I freely acknowledge that writers who are more usually associated with the literary mainstream do not always, indeed do not often, produce the best SF, and although I often find myself fighting a corner for non-genre SF, when it comes to individual novels I often find it disappointing. But science fiction can always use a kick up the arse, the kind of literary jolting that infuses it with new ideas about literary form and new ways of seeing itself. Sometimes jolts like this come from the literary side of the fence rather than the SFnal side, and occasionally a non-genre work will come along that goes all the way out there science fictionally and raises the bar for the rest of us. I believe that Cormac McCarthy’s The Road was one such novel. I was up until 3.30am reading that book, and there aren’t many novels I’ve read since my twenties that I can say that about. Waking just a couple of hours later and still thinking about it, I remember pulling back my curtains and looking out over southeast London, thankful and relieved that my city was, at least for the moment, still there. The Road made me re-evaluate my own reality, and that’s one of the ways I knew it was not just a great novel, but great SF too.

#### [SUPPLIED ENTRIES]

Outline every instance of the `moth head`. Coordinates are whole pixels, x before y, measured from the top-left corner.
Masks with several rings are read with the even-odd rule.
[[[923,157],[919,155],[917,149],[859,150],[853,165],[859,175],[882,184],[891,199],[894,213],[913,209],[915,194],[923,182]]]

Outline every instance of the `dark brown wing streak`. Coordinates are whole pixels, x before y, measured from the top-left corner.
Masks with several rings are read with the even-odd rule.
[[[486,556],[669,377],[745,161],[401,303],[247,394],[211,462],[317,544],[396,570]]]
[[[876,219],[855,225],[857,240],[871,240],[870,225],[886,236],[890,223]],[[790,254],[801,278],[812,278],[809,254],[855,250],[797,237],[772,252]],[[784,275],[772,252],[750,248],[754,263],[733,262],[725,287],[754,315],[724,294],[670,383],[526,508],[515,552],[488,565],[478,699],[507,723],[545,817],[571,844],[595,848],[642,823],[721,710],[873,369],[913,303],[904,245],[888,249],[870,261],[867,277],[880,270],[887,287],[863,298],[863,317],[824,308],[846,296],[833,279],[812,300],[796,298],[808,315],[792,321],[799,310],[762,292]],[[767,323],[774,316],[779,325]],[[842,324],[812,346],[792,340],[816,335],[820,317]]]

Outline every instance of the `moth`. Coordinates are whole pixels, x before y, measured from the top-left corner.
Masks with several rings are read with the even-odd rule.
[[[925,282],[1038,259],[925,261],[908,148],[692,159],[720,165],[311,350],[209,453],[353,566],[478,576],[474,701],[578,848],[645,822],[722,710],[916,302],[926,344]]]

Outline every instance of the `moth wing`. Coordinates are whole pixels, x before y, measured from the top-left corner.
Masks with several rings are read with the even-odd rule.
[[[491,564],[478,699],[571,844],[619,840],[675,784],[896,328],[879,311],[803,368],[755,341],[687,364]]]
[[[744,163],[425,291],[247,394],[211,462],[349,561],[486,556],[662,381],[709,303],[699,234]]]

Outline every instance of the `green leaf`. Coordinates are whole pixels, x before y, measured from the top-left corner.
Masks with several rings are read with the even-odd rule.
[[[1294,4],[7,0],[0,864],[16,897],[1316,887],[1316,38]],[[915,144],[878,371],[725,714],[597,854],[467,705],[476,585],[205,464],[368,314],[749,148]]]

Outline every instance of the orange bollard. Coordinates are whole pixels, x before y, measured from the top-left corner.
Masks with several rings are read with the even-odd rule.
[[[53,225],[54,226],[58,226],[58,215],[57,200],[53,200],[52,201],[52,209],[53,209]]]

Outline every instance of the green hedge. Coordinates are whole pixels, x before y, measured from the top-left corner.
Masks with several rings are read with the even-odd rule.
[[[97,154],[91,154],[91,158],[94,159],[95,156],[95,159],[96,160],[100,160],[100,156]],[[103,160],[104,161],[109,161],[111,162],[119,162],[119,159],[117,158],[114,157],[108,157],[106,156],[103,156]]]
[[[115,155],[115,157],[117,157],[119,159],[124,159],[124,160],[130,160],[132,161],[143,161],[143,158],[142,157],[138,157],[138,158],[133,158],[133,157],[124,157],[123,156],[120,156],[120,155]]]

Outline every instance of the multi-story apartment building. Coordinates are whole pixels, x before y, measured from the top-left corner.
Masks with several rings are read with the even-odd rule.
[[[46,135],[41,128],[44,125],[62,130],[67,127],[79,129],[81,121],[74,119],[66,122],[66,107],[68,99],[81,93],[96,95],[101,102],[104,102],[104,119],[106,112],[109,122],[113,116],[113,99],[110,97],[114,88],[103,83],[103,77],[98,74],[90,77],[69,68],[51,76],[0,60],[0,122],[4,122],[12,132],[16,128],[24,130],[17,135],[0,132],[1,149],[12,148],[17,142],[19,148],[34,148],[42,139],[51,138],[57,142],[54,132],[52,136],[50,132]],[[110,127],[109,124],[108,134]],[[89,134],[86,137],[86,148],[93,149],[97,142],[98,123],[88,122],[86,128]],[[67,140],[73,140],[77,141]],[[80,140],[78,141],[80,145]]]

#### [DIRECTIONS]
Carry on the passage on literary writers and science fiction, starting right after its last sentence. The material has no connection to the passage on literary writers and science fiction.

#### [REPLY]
But more often the kind of non-genre SF you find gathering the most attention in the broadsheets is not nearly so strong. Usually these books are dystopias, because that’s more or less the only SF template that the literary mainstream seems comfortable with – better the devil you know, after all, and while Ian McEwan and Margaret Atwood may not have read The Dervish House or Dhalgren or The Separation you can bet your life they will have read Brave New World, The Day of the Triffids and probably The Road as well. Non-genre SF is often very heavy on premise, and those writers who venture into it tend to introduce any science fictional concepts they do try with a kind of ‘woo look, no hands!’ underlining, wheeling out their Big Idea in such a way as to suggest that no one’s ever thought of it before, when in fact if they’d actually read any SF post-Wyndham they’d realise loads of people have done it before, probably decades ago and with a greater degree of originality and flair.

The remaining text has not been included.